◆ **Exercise goal**
Everything from the line with "Pick out the curve-billed" through the last line of the records below should be copied exactly, both ends included.

◆ **Material for this task**

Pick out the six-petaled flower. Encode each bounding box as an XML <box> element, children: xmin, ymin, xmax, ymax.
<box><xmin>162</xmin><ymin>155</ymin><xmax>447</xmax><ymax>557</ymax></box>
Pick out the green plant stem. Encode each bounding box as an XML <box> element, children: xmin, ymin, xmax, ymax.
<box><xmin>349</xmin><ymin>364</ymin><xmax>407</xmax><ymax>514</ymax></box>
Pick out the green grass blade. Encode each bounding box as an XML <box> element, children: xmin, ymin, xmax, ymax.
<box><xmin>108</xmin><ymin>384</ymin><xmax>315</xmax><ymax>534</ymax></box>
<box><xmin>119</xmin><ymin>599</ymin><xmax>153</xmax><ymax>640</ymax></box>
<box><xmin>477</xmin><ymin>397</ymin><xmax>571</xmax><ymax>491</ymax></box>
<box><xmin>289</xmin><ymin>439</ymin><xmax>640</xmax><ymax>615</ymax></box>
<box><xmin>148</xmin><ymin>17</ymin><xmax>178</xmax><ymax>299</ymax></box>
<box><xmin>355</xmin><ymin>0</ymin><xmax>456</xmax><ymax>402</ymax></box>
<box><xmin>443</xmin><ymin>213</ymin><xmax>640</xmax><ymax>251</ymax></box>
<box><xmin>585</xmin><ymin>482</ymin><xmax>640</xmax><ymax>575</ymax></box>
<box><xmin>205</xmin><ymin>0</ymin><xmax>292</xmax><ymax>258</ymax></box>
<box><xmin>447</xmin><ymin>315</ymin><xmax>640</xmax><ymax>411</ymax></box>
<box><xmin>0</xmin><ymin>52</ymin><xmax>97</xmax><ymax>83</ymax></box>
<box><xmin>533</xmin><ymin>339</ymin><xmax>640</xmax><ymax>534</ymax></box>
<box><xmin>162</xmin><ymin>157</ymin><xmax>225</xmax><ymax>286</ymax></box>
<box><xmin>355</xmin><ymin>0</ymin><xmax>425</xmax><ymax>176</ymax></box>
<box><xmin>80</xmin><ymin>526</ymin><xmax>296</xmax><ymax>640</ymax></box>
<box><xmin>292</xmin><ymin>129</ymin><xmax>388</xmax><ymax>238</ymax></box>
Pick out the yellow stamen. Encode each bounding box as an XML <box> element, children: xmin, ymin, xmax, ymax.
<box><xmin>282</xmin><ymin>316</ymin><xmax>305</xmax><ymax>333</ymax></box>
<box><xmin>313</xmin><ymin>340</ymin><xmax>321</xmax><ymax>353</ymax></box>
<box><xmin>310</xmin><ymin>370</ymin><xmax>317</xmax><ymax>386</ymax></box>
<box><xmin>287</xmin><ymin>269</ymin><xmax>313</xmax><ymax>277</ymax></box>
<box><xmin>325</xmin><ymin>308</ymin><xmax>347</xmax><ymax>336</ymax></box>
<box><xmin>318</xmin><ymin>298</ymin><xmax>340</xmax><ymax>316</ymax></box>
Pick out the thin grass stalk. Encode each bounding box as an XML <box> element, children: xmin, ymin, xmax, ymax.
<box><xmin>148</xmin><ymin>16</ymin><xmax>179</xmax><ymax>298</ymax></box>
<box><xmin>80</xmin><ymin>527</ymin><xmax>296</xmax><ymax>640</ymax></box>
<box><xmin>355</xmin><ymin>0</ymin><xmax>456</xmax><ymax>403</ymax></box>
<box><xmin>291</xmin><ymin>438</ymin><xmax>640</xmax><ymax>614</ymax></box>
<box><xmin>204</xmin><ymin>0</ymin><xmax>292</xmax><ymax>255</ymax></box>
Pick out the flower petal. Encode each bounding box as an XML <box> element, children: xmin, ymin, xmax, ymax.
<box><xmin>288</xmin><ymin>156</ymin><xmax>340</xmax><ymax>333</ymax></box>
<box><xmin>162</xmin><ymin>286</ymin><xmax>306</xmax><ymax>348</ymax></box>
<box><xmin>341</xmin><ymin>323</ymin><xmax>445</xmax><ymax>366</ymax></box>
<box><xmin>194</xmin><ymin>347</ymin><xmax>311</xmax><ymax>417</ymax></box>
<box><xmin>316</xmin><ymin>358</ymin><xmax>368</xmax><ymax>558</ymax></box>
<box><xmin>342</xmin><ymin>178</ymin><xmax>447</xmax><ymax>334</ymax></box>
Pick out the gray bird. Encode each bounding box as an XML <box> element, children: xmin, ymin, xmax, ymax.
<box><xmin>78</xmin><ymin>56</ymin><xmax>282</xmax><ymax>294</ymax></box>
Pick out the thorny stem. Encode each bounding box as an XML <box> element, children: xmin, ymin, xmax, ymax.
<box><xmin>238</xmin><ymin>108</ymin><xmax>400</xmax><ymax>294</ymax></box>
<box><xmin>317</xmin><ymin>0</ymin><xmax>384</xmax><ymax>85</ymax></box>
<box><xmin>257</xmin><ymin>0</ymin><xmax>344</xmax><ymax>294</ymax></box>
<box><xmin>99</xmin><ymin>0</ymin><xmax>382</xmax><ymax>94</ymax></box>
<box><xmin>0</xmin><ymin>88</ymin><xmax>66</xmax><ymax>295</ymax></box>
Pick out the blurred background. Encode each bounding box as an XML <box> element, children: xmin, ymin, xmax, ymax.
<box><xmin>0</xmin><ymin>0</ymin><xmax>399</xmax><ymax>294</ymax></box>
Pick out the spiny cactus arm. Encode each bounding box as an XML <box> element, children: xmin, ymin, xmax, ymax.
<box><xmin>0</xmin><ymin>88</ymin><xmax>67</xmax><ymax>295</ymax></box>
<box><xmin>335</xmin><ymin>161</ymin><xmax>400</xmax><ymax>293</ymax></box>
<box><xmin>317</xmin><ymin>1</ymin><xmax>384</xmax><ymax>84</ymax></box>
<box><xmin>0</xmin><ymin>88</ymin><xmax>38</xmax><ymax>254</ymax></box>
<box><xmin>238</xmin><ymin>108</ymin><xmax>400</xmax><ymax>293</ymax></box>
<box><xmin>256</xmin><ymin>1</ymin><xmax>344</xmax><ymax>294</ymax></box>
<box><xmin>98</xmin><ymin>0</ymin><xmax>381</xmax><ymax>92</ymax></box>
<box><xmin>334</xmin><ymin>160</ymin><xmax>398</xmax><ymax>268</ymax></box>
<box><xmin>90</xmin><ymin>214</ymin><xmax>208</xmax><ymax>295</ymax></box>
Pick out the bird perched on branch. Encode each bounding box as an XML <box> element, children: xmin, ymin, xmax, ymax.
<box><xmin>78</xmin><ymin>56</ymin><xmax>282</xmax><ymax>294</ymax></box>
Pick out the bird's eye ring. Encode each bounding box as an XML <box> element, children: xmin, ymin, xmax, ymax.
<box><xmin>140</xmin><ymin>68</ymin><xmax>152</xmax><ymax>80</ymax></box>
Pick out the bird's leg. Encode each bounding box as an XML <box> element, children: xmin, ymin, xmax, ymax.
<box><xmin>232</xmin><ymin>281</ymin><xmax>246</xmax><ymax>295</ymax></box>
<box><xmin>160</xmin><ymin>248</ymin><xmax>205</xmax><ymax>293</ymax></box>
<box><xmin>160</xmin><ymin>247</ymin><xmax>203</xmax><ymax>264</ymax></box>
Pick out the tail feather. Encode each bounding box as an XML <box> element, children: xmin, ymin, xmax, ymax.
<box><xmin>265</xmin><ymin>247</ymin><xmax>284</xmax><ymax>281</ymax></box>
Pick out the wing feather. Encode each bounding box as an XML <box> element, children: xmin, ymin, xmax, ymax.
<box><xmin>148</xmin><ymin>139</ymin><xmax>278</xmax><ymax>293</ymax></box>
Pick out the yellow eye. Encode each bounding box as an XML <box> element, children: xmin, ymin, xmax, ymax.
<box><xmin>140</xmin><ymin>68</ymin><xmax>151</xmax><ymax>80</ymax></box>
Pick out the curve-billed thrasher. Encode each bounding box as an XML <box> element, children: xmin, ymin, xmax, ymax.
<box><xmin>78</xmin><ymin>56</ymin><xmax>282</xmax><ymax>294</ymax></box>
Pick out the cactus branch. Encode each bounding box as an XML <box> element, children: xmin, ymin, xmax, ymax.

◆ **Response to this exercise**
Pick out the curve-billed thrasher. Encode each bounding box as an XML <box> element, children: xmin, ymin, xmax, ymax.
<box><xmin>78</xmin><ymin>56</ymin><xmax>282</xmax><ymax>294</ymax></box>
Pick out the cactus branch. Encode each bounding box as an XML <box> element, children: xmin, ymin, xmax, ymax.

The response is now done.